* [Stated task]:
Reproduce verbatim the lines in the entries below, starting at the line containing "Check this image for any mountain." and continuing through the end of the entries. Leave any pictures out of your answer.

* [Data for processing]:
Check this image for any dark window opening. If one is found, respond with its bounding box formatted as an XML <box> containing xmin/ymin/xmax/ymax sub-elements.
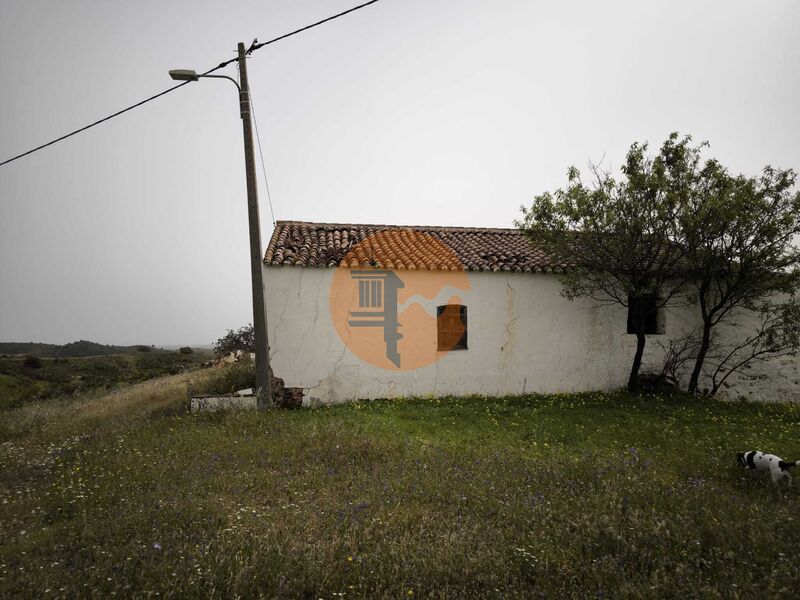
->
<box><xmin>436</xmin><ymin>304</ymin><xmax>467</xmax><ymax>352</ymax></box>
<box><xmin>628</xmin><ymin>294</ymin><xmax>662</xmax><ymax>335</ymax></box>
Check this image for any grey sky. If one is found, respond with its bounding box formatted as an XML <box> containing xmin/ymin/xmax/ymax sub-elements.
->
<box><xmin>0</xmin><ymin>0</ymin><xmax>800</xmax><ymax>344</ymax></box>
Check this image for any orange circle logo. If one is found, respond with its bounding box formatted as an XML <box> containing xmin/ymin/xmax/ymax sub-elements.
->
<box><xmin>329</xmin><ymin>229</ymin><xmax>470</xmax><ymax>371</ymax></box>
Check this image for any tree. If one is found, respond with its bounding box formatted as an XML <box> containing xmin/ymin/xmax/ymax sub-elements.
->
<box><xmin>681</xmin><ymin>163</ymin><xmax>800</xmax><ymax>395</ymax></box>
<box><xmin>214</xmin><ymin>325</ymin><xmax>256</xmax><ymax>356</ymax></box>
<box><xmin>517</xmin><ymin>134</ymin><xmax>698</xmax><ymax>392</ymax></box>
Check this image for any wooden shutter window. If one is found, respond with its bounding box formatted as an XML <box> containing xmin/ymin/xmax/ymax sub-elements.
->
<box><xmin>436</xmin><ymin>304</ymin><xmax>467</xmax><ymax>352</ymax></box>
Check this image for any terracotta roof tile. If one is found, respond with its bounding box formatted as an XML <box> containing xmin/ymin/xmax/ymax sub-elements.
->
<box><xmin>264</xmin><ymin>221</ymin><xmax>566</xmax><ymax>273</ymax></box>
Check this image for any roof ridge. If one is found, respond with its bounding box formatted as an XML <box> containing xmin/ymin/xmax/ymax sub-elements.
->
<box><xmin>275</xmin><ymin>220</ymin><xmax>520</xmax><ymax>232</ymax></box>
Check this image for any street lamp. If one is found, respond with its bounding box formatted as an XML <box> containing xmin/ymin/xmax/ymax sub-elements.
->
<box><xmin>169</xmin><ymin>43</ymin><xmax>272</xmax><ymax>409</ymax></box>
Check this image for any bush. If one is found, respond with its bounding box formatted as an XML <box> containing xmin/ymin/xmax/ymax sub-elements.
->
<box><xmin>22</xmin><ymin>354</ymin><xmax>42</xmax><ymax>369</ymax></box>
<box><xmin>214</xmin><ymin>325</ymin><xmax>256</xmax><ymax>356</ymax></box>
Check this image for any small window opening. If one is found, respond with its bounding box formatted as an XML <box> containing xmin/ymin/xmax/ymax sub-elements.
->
<box><xmin>436</xmin><ymin>304</ymin><xmax>467</xmax><ymax>352</ymax></box>
<box><xmin>628</xmin><ymin>294</ymin><xmax>664</xmax><ymax>335</ymax></box>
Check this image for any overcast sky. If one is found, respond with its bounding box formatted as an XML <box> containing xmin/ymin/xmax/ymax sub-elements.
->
<box><xmin>0</xmin><ymin>0</ymin><xmax>800</xmax><ymax>345</ymax></box>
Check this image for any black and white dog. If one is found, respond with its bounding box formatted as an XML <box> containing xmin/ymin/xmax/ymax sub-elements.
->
<box><xmin>736</xmin><ymin>450</ymin><xmax>800</xmax><ymax>485</ymax></box>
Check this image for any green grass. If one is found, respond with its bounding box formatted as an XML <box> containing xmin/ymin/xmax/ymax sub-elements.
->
<box><xmin>0</xmin><ymin>374</ymin><xmax>800</xmax><ymax>598</ymax></box>
<box><xmin>0</xmin><ymin>350</ymin><xmax>210</xmax><ymax>411</ymax></box>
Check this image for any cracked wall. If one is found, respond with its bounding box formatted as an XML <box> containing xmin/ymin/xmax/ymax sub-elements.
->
<box><xmin>264</xmin><ymin>267</ymin><xmax>800</xmax><ymax>405</ymax></box>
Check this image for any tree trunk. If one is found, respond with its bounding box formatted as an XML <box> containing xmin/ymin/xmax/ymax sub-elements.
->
<box><xmin>689</xmin><ymin>321</ymin><xmax>711</xmax><ymax>394</ymax></box>
<box><xmin>628</xmin><ymin>327</ymin><xmax>647</xmax><ymax>394</ymax></box>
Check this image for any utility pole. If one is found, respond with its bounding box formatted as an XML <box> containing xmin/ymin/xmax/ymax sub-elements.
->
<box><xmin>239</xmin><ymin>42</ymin><xmax>272</xmax><ymax>409</ymax></box>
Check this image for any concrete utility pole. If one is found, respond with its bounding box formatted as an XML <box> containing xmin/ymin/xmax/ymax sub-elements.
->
<box><xmin>239</xmin><ymin>42</ymin><xmax>272</xmax><ymax>409</ymax></box>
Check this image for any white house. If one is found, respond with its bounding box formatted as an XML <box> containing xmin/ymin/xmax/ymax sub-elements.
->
<box><xmin>264</xmin><ymin>221</ymin><xmax>800</xmax><ymax>405</ymax></box>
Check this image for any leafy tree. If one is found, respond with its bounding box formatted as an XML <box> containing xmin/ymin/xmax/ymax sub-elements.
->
<box><xmin>681</xmin><ymin>163</ymin><xmax>800</xmax><ymax>395</ymax></box>
<box><xmin>517</xmin><ymin>134</ymin><xmax>697</xmax><ymax>391</ymax></box>
<box><xmin>214</xmin><ymin>325</ymin><xmax>256</xmax><ymax>356</ymax></box>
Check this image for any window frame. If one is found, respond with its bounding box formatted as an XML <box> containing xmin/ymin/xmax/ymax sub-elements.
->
<box><xmin>626</xmin><ymin>294</ymin><xmax>665</xmax><ymax>335</ymax></box>
<box><xmin>436</xmin><ymin>304</ymin><xmax>469</xmax><ymax>352</ymax></box>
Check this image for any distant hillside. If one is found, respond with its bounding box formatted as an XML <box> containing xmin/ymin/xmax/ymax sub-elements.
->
<box><xmin>0</xmin><ymin>340</ymin><xmax>150</xmax><ymax>358</ymax></box>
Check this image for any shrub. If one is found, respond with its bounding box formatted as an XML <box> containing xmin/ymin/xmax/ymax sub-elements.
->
<box><xmin>22</xmin><ymin>354</ymin><xmax>42</xmax><ymax>369</ymax></box>
<box><xmin>214</xmin><ymin>325</ymin><xmax>256</xmax><ymax>356</ymax></box>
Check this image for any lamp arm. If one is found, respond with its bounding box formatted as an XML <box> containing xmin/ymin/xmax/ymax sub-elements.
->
<box><xmin>197</xmin><ymin>75</ymin><xmax>242</xmax><ymax>92</ymax></box>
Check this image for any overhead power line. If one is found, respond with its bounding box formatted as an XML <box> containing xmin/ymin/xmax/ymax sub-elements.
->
<box><xmin>0</xmin><ymin>0</ymin><xmax>388</xmax><ymax>167</ymax></box>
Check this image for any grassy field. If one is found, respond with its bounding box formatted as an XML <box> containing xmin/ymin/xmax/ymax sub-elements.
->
<box><xmin>0</xmin><ymin>372</ymin><xmax>800</xmax><ymax>599</ymax></box>
<box><xmin>0</xmin><ymin>350</ymin><xmax>211</xmax><ymax>410</ymax></box>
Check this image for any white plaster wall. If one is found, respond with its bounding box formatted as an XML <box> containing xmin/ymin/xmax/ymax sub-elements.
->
<box><xmin>265</xmin><ymin>267</ymin><xmax>708</xmax><ymax>404</ymax></box>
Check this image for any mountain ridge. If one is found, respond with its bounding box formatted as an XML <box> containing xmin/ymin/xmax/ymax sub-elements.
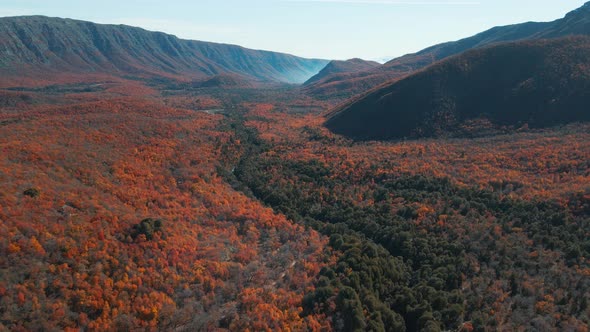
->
<box><xmin>326</xmin><ymin>36</ymin><xmax>590</xmax><ymax>140</ymax></box>
<box><xmin>0</xmin><ymin>16</ymin><xmax>328</xmax><ymax>84</ymax></box>
<box><xmin>306</xmin><ymin>2</ymin><xmax>590</xmax><ymax>98</ymax></box>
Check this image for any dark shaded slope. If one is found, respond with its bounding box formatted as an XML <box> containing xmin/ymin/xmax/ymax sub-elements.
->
<box><xmin>306</xmin><ymin>2</ymin><xmax>590</xmax><ymax>98</ymax></box>
<box><xmin>0</xmin><ymin>16</ymin><xmax>328</xmax><ymax>83</ymax></box>
<box><xmin>326</xmin><ymin>37</ymin><xmax>590</xmax><ymax>139</ymax></box>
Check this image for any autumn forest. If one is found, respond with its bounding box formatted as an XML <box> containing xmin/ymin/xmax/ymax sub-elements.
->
<box><xmin>0</xmin><ymin>6</ymin><xmax>590</xmax><ymax>332</ymax></box>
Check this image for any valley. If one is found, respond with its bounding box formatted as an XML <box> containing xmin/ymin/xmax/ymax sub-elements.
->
<box><xmin>0</xmin><ymin>4</ymin><xmax>590</xmax><ymax>332</ymax></box>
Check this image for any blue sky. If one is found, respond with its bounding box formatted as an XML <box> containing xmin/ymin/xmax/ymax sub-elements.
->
<box><xmin>0</xmin><ymin>0</ymin><xmax>585</xmax><ymax>59</ymax></box>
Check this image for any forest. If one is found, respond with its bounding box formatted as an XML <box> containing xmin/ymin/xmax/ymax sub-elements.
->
<box><xmin>0</xmin><ymin>76</ymin><xmax>590</xmax><ymax>331</ymax></box>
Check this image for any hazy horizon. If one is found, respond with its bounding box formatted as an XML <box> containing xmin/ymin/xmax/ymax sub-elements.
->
<box><xmin>0</xmin><ymin>0</ymin><xmax>585</xmax><ymax>62</ymax></box>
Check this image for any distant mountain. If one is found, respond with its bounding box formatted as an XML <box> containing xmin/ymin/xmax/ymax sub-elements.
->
<box><xmin>192</xmin><ymin>74</ymin><xmax>256</xmax><ymax>88</ymax></box>
<box><xmin>326</xmin><ymin>36</ymin><xmax>590</xmax><ymax>140</ymax></box>
<box><xmin>306</xmin><ymin>2</ymin><xmax>590</xmax><ymax>98</ymax></box>
<box><xmin>304</xmin><ymin>59</ymin><xmax>380</xmax><ymax>86</ymax></box>
<box><xmin>0</xmin><ymin>16</ymin><xmax>328</xmax><ymax>83</ymax></box>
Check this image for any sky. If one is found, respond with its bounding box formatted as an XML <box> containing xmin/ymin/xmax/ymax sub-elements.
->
<box><xmin>0</xmin><ymin>0</ymin><xmax>586</xmax><ymax>60</ymax></box>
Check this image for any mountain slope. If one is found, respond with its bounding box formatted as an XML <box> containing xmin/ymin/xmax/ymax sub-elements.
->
<box><xmin>306</xmin><ymin>2</ymin><xmax>590</xmax><ymax>97</ymax></box>
<box><xmin>304</xmin><ymin>59</ymin><xmax>380</xmax><ymax>86</ymax></box>
<box><xmin>326</xmin><ymin>36</ymin><xmax>590</xmax><ymax>139</ymax></box>
<box><xmin>0</xmin><ymin>16</ymin><xmax>328</xmax><ymax>83</ymax></box>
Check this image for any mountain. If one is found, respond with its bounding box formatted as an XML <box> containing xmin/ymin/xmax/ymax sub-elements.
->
<box><xmin>326</xmin><ymin>36</ymin><xmax>590</xmax><ymax>140</ymax></box>
<box><xmin>304</xmin><ymin>59</ymin><xmax>380</xmax><ymax>86</ymax></box>
<box><xmin>306</xmin><ymin>2</ymin><xmax>590</xmax><ymax>98</ymax></box>
<box><xmin>191</xmin><ymin>74</ymin><xmax>255</xmax><ymax>88</ymax></box>
<box><xmin>0</xmin><ymin>16</ymin><xmax>328</xmax><ymax>83</ymax></box>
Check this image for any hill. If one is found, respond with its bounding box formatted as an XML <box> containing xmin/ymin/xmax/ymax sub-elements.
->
<box><xmin>192</xmin><ymin>74</ymin><xmax>256</xmax><ymax>88</ymax></box>
<box><xmin>304</xmin><ymin>59</ymin><xmax>380</xmax><ymax>86</ymax></box>
<box><xmin>0</xmin><ymin>16</ymin><xmax>328</xmax><ymax>83</ymax></box>
<box><xmin>306</xmin><ymin>2</ymin><xmax>590</xmax><ymax>98</ymax></box>
<box><xmin>326</xmin><ymin>36</ymin><xmax>590</xmax><ymax>139</ymax></box>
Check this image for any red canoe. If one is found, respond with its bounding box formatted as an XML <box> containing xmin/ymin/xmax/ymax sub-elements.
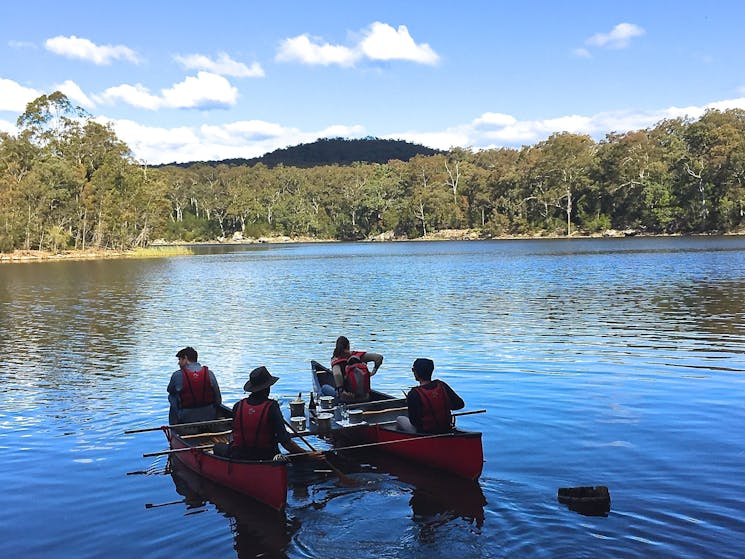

* [Solution]:
Check this image for any mountain. If one is found, respond with its bounding box formatted as an XML <box> containing xmin/ymin/xmax/ymax sub-elements.
->
<box><xmin>326</xmin><ymin>36</ymin><xmax>590</xmax><ymax>140</ymax></box>
<box><xmin>304</xmin><ymin>59</ymin><xmax>380</xmax><ymax>86</ymax></box>
<box><xmin>306</xmin><ymin>2</ymin><xmax>590</xmax><ymax>98</ymax></box>
<box><xmin>191</xmin><ymin>74</ymin><xmax>255</xmax><ymax>88</ymax></box>
<box><xmin>0</xmin><ymin>16</ymin><xmax>328</xmax><ymax>83</ymax></box>
Check this image for any hill. If one is found, respond with its bounding box formatted as an XML <box> containing xmin/ymin/xmax/ymax sub-elements.
->
<box><xmin>192</xmin><ymin>74</ymin><xmax>256</xmax><ymax>88</ymax></box>
<box><xmin>304</xmin><ymin>59</ymin><xmax>380</xmax><ymax>86</ymax></box>
<box><xmin>0</xmin><ymin>16</ymin><xmax>328</xmax><ymax>83</ymax></box>
<box><xmin>306</xmin><ymin>2</ymin><xmax>590</xmax><ymax>98</ymax></box>
<box><xmin>326</xmin><ymin>36</ymin><xmax>590</xmax><ymax>139</ymax></box>
Check this image for any red canoe. If one is found, respond with its bounding box formatted as an XML <box> containing xmin/ymin/xmax/ymax sub-elements.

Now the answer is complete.